**Document section**
——
As c++ programmers, we care about performance. If we don't care about performance, we would be using python. In the words of Scott Meyers during a cpp conference talk, "Over in the next room".

At a foundation, we must understand what happens at each step in a life cycle of a c++ program.

  • 1 the compiler
    • the compiler will unroll loops, remove unused code, place variables in registers, etc
  • 2 the processor
    • the processor will run operations out of order, and make branch predictions; branch mispredictions are very costly; try to write branchless code or with fewer branches
  • 3 the cache
    • in a traditional von neumenn cpu architecture, the cache will prefetch the next instructions or data

Each part works hard to optimize its own respective stage.

Caches

Because modern processor's cpu speed is increasing much faster than that of memory access, much of processing's delays comes from memory read/writes. To allay these delays, modern processors with multiple cores are always designed with multiple caches, designated L1 (private, small, fastest), L2 (private, larger, fast) and L3 (shared, slower).

Cacheline

A cache line is the smallest fixed-size block of data (typically 64 bytes on modern x86/ARM CPUs) that a CPU cache transfers between main memory (L3) and each core's private local caches.

Loading data at least 64 bytes at a time exploits data's spatial locality, meaning data is most likely to be located sequentially in memory. Loading an entire block from L3 (DRAM) takes 100-200 cycles whereas reading from L1 takes 3-5 cycles.

Cache coherence

However, a problem with caches is that the view of memory held by two different processors is through their individual caches, which, without any additional precautions, could end up seeing two different values. This is the cache coherence problem. This CC problem exists because there is a global state in the main memory (L3) and private local states (L1, L2).

In multi-core systems, cache lines are the unit of coherency under protocols like MESI. When one core updates data in a cache line, the MESI protocol invalidates copies of the same data in other cores, forcing them to refetch them on the next read.
——
**Supplied entries**
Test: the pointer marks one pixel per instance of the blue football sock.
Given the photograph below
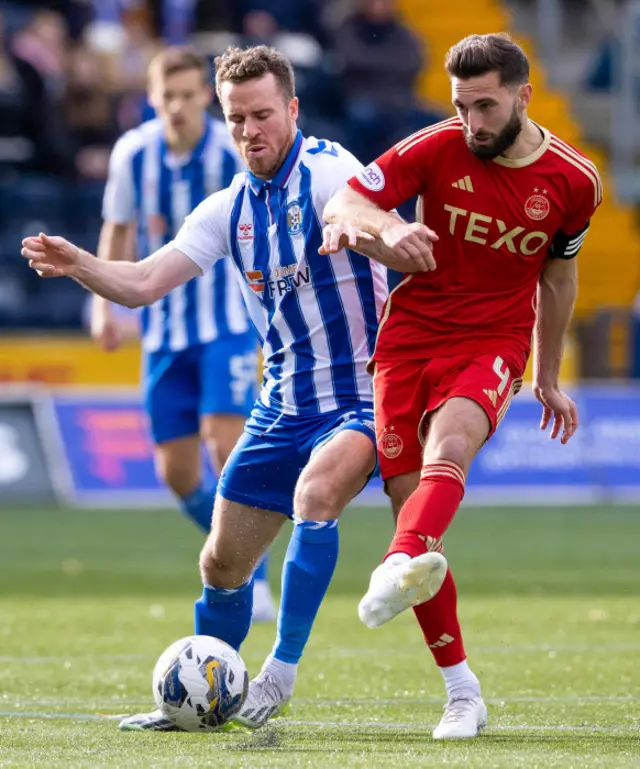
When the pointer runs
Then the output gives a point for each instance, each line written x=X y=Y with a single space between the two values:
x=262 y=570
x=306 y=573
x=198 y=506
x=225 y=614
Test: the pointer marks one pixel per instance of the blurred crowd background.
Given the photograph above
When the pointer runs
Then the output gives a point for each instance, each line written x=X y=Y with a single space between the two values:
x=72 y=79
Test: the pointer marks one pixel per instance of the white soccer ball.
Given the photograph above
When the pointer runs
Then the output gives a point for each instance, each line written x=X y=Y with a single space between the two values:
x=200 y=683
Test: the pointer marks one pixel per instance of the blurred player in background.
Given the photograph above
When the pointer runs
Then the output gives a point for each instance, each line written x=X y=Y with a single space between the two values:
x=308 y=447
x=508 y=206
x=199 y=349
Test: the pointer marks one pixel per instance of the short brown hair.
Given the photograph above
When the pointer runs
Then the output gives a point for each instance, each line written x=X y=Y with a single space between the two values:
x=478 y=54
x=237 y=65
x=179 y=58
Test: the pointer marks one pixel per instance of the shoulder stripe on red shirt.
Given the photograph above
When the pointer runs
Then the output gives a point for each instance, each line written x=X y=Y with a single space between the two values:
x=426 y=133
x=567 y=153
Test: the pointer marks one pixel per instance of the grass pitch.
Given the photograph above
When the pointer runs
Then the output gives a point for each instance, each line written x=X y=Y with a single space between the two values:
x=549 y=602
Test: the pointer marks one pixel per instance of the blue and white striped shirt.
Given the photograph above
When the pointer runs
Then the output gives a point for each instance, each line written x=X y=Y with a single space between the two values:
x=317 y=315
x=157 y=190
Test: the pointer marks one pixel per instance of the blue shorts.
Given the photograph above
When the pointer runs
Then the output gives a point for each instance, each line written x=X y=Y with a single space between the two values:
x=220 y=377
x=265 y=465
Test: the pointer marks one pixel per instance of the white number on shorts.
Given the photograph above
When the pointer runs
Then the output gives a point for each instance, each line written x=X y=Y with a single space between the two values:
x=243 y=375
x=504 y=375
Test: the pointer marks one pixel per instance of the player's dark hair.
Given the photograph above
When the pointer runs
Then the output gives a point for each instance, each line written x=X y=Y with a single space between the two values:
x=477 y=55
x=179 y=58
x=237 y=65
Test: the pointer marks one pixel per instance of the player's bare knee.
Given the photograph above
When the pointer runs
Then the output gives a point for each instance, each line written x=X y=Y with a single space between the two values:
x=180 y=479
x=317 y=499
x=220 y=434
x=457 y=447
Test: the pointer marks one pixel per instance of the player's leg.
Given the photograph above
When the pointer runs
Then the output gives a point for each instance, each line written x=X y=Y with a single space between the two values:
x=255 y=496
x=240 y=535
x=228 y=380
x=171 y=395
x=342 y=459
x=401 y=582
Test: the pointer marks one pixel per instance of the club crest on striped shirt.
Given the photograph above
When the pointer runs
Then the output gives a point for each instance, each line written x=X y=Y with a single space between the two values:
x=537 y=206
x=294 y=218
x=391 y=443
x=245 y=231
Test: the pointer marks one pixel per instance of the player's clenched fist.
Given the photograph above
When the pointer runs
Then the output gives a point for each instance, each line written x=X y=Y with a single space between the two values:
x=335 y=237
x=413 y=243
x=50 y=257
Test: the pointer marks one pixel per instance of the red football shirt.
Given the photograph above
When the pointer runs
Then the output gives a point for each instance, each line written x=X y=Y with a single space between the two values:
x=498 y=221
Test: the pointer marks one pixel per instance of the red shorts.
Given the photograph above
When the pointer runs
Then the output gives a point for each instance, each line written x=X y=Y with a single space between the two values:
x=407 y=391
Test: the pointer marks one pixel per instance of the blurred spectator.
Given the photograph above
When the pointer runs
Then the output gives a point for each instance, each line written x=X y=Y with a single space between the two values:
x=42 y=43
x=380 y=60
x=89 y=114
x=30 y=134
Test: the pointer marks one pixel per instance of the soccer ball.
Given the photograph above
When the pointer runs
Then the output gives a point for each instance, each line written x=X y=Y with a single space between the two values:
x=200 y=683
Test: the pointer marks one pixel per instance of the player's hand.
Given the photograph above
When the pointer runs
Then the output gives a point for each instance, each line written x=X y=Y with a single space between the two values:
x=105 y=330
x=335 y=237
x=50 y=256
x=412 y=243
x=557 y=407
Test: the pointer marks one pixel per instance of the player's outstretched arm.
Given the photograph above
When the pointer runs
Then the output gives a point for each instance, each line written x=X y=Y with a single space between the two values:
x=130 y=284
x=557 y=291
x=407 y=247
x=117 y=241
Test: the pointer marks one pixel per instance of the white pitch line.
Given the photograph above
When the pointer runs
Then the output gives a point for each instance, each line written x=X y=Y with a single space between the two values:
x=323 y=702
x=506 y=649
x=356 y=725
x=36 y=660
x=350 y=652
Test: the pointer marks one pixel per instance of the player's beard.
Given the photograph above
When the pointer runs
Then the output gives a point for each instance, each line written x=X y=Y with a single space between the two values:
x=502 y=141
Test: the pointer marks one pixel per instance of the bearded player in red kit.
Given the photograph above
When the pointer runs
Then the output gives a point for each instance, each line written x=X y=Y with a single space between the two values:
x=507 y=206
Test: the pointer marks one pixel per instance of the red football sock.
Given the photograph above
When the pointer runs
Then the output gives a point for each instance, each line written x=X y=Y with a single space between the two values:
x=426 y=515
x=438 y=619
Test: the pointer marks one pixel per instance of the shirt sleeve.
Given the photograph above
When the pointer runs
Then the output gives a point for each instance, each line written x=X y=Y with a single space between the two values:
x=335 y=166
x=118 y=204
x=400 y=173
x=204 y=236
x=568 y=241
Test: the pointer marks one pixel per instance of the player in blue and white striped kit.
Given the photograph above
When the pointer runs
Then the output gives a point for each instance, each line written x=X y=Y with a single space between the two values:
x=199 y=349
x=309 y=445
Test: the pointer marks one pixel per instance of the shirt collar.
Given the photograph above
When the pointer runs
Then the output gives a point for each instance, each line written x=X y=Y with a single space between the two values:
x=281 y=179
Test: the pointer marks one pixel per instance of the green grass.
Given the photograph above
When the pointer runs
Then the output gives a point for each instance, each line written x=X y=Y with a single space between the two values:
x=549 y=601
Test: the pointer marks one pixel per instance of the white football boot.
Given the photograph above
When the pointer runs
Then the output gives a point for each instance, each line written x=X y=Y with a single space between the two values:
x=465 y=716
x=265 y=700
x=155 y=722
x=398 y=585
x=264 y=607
——
**What to work on**
1. According to the C++ performance text, what is the typical size of a cache line on modern x86/ARM CPUs?
2. Using the reasoning in the C++ performance text, explain why modern multi-core processors are designed with multiple caches.
3. Carry on the C++ performance text after its last sentence.
The records were taken from a separate source.

**Outputs in order**
1. 64 bytes.

2. CPU speed has been increasing much faster than memory access speed, so much of the processing delay comes from memory reads and writes. Multiple caches (L1, L2 and L3) are built in to reduce those delays.

3.
To resolve this cache coherence problem, a common protocol is for the writing processor to acquire bus access (this sounds like a lock to me)- to broadcast the invalidated address. All processors continuously snoop on the bus. If an address appears that is in their cache, the processor invalidates the local copy of the data.

Memory model

C++ 11 introduced a memory model that specifies behaviour for multi-threaded programs. These rules guarantees correctness, robustness and portability for multi-threaded programs. In essence, a memory model specifies what happens when two threads access the same memory location.

If two or more threads access the same memory location and one thread wants to modify it, then there will be a data race unless

- the write is handled by an atomic operation
- the read and write happens at different times

Memory model contracts

The memory model in C++ 11 introduces varying levels of control flow order contracts available to the programmer.

What the memory model clarifies

  • atomic operations- what operations can perform un-interrupted.
  • partial ordering of operations- sequences of operations that must not be reordered.
  • visible effects of operations- when updates on shared variables are visible to other threads.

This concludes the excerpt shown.